--- PROVIDED RECORDS ---
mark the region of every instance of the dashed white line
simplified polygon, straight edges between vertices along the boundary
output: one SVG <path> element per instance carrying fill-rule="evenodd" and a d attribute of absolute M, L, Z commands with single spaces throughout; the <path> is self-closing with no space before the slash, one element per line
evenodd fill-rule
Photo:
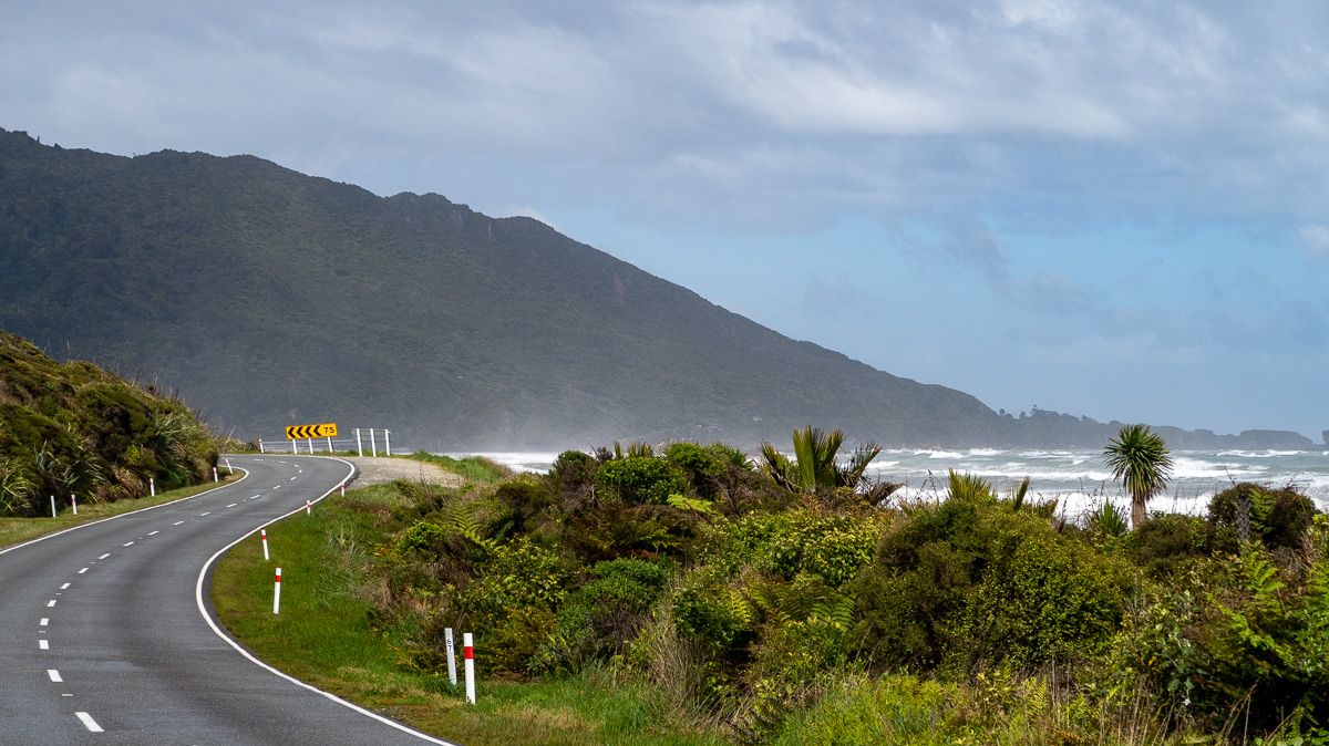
---
--- PROVIDED RECORDS ---
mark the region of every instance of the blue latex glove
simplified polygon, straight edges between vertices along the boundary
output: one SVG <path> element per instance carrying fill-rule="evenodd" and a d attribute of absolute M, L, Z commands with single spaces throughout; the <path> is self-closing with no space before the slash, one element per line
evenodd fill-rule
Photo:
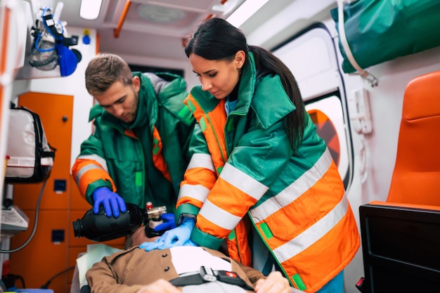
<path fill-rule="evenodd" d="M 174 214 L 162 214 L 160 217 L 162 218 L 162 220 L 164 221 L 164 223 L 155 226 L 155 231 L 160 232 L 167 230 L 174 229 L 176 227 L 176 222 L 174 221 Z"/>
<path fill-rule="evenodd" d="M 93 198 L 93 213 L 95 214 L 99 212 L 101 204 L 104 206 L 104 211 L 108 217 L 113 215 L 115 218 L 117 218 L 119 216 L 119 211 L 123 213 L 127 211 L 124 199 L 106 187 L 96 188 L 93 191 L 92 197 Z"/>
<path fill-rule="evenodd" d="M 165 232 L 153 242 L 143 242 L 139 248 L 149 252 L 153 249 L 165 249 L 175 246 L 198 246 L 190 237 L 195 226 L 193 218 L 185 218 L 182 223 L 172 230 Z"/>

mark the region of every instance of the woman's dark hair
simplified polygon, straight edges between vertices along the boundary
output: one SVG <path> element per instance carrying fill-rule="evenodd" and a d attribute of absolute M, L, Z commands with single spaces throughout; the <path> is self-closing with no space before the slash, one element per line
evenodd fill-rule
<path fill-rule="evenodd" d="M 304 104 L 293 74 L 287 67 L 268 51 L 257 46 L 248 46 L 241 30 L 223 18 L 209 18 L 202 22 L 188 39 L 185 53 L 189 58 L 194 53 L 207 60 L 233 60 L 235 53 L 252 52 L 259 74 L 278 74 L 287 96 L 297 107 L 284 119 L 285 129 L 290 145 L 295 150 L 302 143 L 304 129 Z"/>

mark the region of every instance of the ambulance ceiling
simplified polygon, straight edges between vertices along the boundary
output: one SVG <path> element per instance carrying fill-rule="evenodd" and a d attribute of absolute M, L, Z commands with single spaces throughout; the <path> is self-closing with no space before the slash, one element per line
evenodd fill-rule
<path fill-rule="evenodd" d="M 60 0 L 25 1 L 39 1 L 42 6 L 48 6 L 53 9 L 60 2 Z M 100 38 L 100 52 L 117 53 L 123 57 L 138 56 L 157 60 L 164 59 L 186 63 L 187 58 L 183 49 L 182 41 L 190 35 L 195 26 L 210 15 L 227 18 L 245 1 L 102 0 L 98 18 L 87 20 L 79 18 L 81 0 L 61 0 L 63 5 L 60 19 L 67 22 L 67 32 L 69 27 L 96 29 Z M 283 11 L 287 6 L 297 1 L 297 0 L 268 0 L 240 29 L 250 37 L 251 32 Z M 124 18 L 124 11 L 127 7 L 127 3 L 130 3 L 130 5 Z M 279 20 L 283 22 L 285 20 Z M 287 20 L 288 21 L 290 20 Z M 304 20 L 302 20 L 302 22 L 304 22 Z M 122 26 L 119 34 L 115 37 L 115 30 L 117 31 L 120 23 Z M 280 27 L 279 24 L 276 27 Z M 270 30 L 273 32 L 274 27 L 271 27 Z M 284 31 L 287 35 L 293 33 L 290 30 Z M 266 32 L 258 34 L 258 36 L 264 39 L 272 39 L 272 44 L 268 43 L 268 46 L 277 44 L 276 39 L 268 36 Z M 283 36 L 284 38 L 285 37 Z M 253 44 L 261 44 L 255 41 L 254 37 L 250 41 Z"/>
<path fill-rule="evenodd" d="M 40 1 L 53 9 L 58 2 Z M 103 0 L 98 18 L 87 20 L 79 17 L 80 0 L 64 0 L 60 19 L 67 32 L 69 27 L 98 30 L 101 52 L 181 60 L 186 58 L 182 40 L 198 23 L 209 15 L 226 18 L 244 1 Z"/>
---
--- PROVIDED RECORDS ---
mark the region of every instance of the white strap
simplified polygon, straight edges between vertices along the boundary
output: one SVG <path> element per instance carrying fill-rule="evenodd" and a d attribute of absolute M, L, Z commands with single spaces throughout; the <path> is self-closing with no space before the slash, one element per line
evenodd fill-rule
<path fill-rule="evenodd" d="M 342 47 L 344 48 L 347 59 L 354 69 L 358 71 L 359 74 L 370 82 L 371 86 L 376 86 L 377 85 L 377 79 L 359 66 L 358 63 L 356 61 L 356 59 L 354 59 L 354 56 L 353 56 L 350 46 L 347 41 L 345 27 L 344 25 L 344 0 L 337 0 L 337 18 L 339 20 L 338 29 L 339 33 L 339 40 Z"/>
---
**REQUIREMENT**
Arrange everything in the records from the line containing "mark the region of every instance of the blue" down to the line containing "304 104 L 293" as a Markdown table with the columns Row and Text. Skip blank lines and leave the pictures out.

**ANSWER FOR THE TASK**
| Row | Text |
|---|---|
| 1 | mark the region of every instance of the blue latex glove |
| 2 | simplified polygon, straight edges between vertices along the boundary |
| 3 | output: one SVG <path> element per instance carrying fill-rule="evenodd" and a d attribute of absolute M, L, Z commands with single spaces throughout; the <path> is self-closing with no space before the slash, one element per line |
| 4 | evenodd fill-rule |
| 5 | Photo: |
| 6 | <path fill-rule="evenodd" d="M 174 214 L 162 214 L 160 217 L 162 218 L 162 220 L 164 221 L 164 223 L 155 226 L 155 231 L 160 232 L 167 230 L 174 229 L 176 227 L 176 222 L 174 221 Z"/> |
| 7 | <path fill-rule="evenodd" d="M 93 198 L 93 213 L 95 214 L 99 212 L 101 204 L 104 206 L 104 211 L 108 217 L 113 215 L 115 218 L 117 218 L 119 216 L 119 211 L 123 213 L 127 211 L 124 199 L 106 187 L 96 188 L 93 191 L 92 197 Z"/> |
| 8 | <path fill-rule="evenodd" d="M 165 232 L 153 242 L 143 242 L 139 248 L 149 252 L 153 249 L 165 249 L 175 246 L 198 246 L 190 237 L 195 226 L 193 218 L 185 218 L 182 223 L 172 230 Z"/> |
| 9 | mark the region of every instance of the woman's dark hair |
| 10 | simplified polygon, straight edges between vertices along the boundary |
| 11 | output: one SVG <path> element per instance carrying fill-rule="evenodd" and a d attribute of absolute M, L, Z commands with single spaces throughout; the <path> is self-closing with no space before the slash, one element per line |
| 12 | evenodd fill-rule |
| 13 | <path fill-rule="evenodd" d="M 304 104 L 293 74 L 287 67 L 268 51 L 257 46 L 248 46 L 241 30 L 223 18 L 209 18 L 202 22 L 188 39 L 185 53 L 189 58 L 194 53 L 207 60 L 233 60 L 235 53 L 252 52 L 259 74 L 278 74 L 287 96 L 297 107 L 284 119 L 285 129 L 290 145 L 295 150 L 302 143 L 304 129 Z"/> |